Segment Start: Exercise data
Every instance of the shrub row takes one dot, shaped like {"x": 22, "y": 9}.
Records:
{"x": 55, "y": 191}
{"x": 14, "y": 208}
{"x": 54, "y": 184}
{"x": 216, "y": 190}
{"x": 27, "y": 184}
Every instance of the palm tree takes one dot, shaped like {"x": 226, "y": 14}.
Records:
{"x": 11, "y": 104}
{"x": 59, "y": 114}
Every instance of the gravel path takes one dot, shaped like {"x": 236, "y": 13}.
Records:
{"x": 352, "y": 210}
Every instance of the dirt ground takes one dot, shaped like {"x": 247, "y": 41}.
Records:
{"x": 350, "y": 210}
Segment End: Exercise data
Task item:
Locate the lines above that contain "Every" and copy them.

Result of this exercise:
Every instance of the shrub row takes one dot, shaped like {"x": 22, "y": 9}.
Every instance of the palm tree takes one dot, shaped like {"x": 226, "y": 14}.
Every instance of the gravel path takes one dot, shaped like {"x": 236, "y": 13}.
Every instance of the dirt ground takes one dot, shaped like {"x": 247, "y": 41}.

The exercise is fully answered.